◆ TASK DETAILS ◆
Could you set out every line of the records below as a Markdown table with the columns Row and Line, numbering each row and leaving out blank lines?

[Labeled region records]
○ ○ ○ ○

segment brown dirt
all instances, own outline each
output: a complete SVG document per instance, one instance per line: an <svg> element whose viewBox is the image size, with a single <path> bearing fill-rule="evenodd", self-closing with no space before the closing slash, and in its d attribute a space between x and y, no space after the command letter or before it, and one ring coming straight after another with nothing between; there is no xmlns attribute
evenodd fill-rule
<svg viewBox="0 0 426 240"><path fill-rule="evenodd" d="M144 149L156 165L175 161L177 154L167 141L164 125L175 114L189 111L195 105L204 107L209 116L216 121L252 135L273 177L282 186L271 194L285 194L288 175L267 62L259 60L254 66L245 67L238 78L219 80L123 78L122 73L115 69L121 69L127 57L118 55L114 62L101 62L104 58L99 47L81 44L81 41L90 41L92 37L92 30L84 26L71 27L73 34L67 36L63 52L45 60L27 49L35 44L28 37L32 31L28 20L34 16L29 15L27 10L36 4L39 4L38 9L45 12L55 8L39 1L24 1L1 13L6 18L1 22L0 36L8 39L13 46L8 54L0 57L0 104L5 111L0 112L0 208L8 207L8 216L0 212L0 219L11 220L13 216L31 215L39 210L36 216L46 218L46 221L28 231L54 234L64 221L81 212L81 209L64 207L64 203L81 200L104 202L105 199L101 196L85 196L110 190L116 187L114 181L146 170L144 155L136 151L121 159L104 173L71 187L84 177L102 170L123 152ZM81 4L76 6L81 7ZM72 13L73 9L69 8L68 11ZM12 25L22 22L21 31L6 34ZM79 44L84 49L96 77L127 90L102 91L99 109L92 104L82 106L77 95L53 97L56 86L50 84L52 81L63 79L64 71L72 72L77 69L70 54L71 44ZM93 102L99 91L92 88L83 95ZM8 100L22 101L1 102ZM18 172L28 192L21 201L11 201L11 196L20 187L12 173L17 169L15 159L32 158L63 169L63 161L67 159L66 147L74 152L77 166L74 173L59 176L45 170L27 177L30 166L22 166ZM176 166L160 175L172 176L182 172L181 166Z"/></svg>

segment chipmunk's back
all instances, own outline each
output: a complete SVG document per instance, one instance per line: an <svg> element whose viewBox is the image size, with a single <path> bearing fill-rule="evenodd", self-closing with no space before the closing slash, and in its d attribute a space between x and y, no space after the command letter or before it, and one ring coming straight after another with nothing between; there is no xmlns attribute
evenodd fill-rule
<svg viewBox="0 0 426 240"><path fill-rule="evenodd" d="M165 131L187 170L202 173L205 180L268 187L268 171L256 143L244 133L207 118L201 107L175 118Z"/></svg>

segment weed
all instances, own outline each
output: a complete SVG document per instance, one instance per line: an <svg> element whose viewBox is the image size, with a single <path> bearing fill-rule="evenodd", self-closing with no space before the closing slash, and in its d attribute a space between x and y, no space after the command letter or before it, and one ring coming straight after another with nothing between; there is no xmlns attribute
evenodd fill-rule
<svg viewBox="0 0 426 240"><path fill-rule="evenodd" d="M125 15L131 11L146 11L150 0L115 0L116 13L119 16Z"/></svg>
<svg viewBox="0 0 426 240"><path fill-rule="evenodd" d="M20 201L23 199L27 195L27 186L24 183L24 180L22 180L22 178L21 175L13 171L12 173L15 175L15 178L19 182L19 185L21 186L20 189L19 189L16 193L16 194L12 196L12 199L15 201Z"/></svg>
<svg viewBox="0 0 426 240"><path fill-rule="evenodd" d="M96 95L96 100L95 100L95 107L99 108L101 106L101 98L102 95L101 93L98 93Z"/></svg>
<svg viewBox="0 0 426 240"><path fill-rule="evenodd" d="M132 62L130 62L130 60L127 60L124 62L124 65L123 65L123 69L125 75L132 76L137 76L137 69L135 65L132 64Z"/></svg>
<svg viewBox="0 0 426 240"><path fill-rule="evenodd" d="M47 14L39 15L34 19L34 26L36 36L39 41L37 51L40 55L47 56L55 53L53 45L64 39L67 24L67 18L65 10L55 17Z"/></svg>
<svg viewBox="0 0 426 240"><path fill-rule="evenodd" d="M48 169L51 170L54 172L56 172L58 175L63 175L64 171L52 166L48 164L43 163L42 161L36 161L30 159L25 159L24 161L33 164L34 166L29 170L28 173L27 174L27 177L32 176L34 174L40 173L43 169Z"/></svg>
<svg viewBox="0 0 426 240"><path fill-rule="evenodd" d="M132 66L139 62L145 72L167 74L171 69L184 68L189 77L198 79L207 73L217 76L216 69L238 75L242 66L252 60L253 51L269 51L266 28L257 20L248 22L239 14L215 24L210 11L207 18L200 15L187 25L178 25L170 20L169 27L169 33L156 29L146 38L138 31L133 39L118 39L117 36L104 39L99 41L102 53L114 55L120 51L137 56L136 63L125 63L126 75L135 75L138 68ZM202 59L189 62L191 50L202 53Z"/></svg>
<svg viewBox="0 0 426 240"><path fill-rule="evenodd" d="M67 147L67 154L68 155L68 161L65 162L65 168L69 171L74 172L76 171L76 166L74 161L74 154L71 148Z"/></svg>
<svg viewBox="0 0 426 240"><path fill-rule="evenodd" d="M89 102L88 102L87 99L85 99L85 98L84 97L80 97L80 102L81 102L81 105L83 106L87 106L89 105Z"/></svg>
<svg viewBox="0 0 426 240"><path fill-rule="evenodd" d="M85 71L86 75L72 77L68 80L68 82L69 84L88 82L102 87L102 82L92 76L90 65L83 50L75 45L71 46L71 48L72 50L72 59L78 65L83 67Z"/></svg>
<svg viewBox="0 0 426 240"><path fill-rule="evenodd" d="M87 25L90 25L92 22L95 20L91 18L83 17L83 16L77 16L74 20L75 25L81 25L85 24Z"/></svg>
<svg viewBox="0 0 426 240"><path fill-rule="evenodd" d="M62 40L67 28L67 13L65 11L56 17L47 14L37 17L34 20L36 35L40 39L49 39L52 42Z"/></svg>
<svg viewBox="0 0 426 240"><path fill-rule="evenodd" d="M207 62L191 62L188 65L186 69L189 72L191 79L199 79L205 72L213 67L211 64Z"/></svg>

○ ○ ○ ○

◆ SOLUTION BELOW ◆
| Row | Line |
|---|---|
| 1 | segment brown dirt |
| 2 | all instances, own outline each |
| 3 | output: a complete SVG document per instance, one instance per line: an <svg> element whose viewBox is the image size, with a single <path> bearing fill-rule="evenodd", self-closing with no space before the closing slash, and in its d attribute a space between x and y, no space after the command letter or before it, and one ring coming straight after another with nothing between; there is no xmlns attribute |
| 4 | evenodd fill-rule |
| 5 | <svg viewBox="0 0 426 240"><path fill-rule="evenodd" d="M144 149L156 165L175 161L177 154L167 141L164 125L175 114L189 111L195 105L204 107L209 116L216 121L252 135L273 177L282 186L271 194L285 194L288 175L267 62L259 60L254 66L245 67L238 78L219 80L123 78L122 73L115 69L121 69L127 57L118 55L114 62L101 62L104 58L99 47L81 44L81 41L90 41L92 37L92 30L84 26L71 27L73 34L67 36L63 52L45 60L27 49L35 44L28 37L32 31L28 20L34 16L29 15L27 10L36 4L39 4L38 9L45 12L55 8L39 1L24 1L1 13L6 18L1 22L0 36L8 39L13 46L8 54L0 57L0 104L5 111L0 112L0 208L8 207L8 216L0 212L0 219L11 220L13 216L31 215L39 210L36 216L46 218L46 221L28 231L54 234L64 221L81 212L81 209L64 207L64 203L81 200L104 202L105 199L101 196L85 196L110 190L116 187L114 181L146 170L144 155L136 151L121 159L104 173L71 187L84 177L102 170L123 152ZM81 4L76 6L81 7ZM72 13L73 9L69 8L68 11ZM12 25L22 22L21 31L6 34ZM79 44L84 49L96 77L127 90L102 91L99 109L92 104L82 106L77 95L53 97L56 86L50 84L52 81L63 79L64 71L72 72L77 69L70 54L71 44ZM93 102L99 91L92 88L83 95ZM8 100L22 101L1 102ZM18 172L28 192L21 201L11 201L11 196L20 187L12 173L17 169L15 159L32 158L63 169L63 161L67 159L66 147L74 152L77 166L74 173L59 176L45 170L27 177L30 166L22 166ZM176 166L160 175L172 176L182 172L181 166Z"/></svg> |
| 6 | segment chipmunk's back |
| 7 | all instances, own outline each |
| 8 | output: a complete SVG document per instance, one instance per line: an <svg> element whose viewBox is the image size, with a single <path> bearing fill-rule="evenodd", self-closing with no space before the closing slash, and in its d attribute a space between x and y, no space after the command letter or before it, and one ring coming straight after another with nothing between; there is no xmlns attribute |
| 9 | evenodd fill-rule |
| 10 | <svg viewBox="0 0 426 240"><path fill-rule="evenodd" d="M165 131L187 170L202 173L205 180L268 187L268 171L256 143L244 133L207 118L201 107L175 118Z"/></svg> |
| 11 | segment weed |
| 12 | all instances, own outline each |
| 13 | output: a complete SVG document per instance, one instance per line: an <svg> element whose viewBox is the image size, with a single <path> bearing fill-rule="evenodd", self-closing with no space before the closing slash, and in its d attribute a space between x and y, no space after the command letter or before it, and one ring coming straight after another with nothing between; there is no xmlns attribute |
| 14 | evenodd fill-rule |
| 15 | <svg viewBox="0 0 426 240"><path fill-rule="evenodd" d="M125 15L131 11L146 11L150 0L115 0L116 13L119 16Z"/></svg> |
| 16 | <svg viewBox="0 0 426 240"><path fill-rule="evenodd" d="M20 201L23 199L27 195L27 186L24 183L24 180L22 180L22 178L21 175L13 171L12 173L15 175L15 178L19 182L19 185L21 186L20 189L19 189L16 193L16 194L12 196L12 199L15 201Z"/></svg> |
| 17 | <svg viewBox="0 0 426 240"><path fill-rule="evenodd" d="M96 95L96 100L95 100L95 107L99 108L101 106L101 98L102 95L101 93L98 93Z"/></svg> |
| 18 | <svg viewBox="0 0 426 240"><path fill-rule="evenodd" d="M132 62L130 62L130 60L127 60L124 62L124 65L123 65L123 69L125 75L132 76L137 76L137 69L135 65L132 64Z"/></svg> |
| 19 | <svg viewBox="0 0 426 240"><path fill-rule="evenodd" d="M47 14L39 15L34 19L34 26L36 36L39 41L37 51L40 55L47 56L55 53L53 45L64 39L67 24L67 18L65 10L55 17Z"/></svg> |
| 20 | <svg viewBox="0 0 426 240"><path fill-rule="evenodd" d="M48 169L51 170L54 172L56 172L58 175L63 175L64 171L52 166L48 164L43 163L42 161L36 161L30 159L25 159L24 161L33 164L34 166L29 170L28 173L27 174L27 177L32 176L34 174L40 173L43 169Z"/></svg> |
| 21 | <svg viewBox="0 0 426 240"><path fill-rule="evenodd" d="M132 66L139 62L145 72L167 74L171 69L184 68L189 77L198 79L207 73L217 76L216 69L238 75L242 66L252 60L253 51L269 51L266 28L257 20L248 22L239 14L215 24L210 11L207 18L200 15L187 25L178 25L170 20L169 27L169 33L156 29L146 38L138 31L133 39L118 39L117 36L104 39L99 41L102 53L114 55L120 51L137 56L136 63L125 63L126 75L135 75L138 68ZM202 59L189 62L191 50L202 53Z"/></svg> |
| 22 | <svg viewBox="0 0 426 240"><path fill-rule="evenodd" d="M67 147L67 154L68 155L68 161L65 162L65 168L69 171L74 172L76 171L76 166L74 161L74 154L71 148Z"/></svg> |
| 23 | <svg viewBox="0 0 426 240"><path fill-rule="evenodd" d="M89 102L88 102L87 99L85 99L85 98L84 97L80 97L80 102L81 102L81 105L83 106L87 106L89 105Z"/></svg> |
| 24 | <svg viewBox="0 0 426 240"><path fill-rule="evenodd" d="M85 71L86 75L72 77L68 80L68 82L69 84L88 82L102 87L102 82L92 76L90 65L83 50L75 45L71 46L71 48L72 50L72 59L78 65L83 67Z"/></svg> |
| 25 | <svg viewBox="0 0 426 240"><path fill-rule="evenodd" d="M87 25L90 25L92 22L95 20L91 18L83 17L83 16L77 16L74 20L75 25L81 25L85 24Z"/></svg> |
| 26 | <svg viewBox="0 0 426 240"><path fill-rule="evenodd" d="M62 40L67 28L67 13L65 11L56 17L47 14L37 17L34 20L36 35L40 39L49 39L52 42Z"/></svg> |
| 27 | <svg viewBox="0 0 426 240"><path fill-rule="evenodd" d="M207 62L191 62L188 65L186 69L189 72L191 79L199 79L205 72L213 67L211 64Z"/></svg> |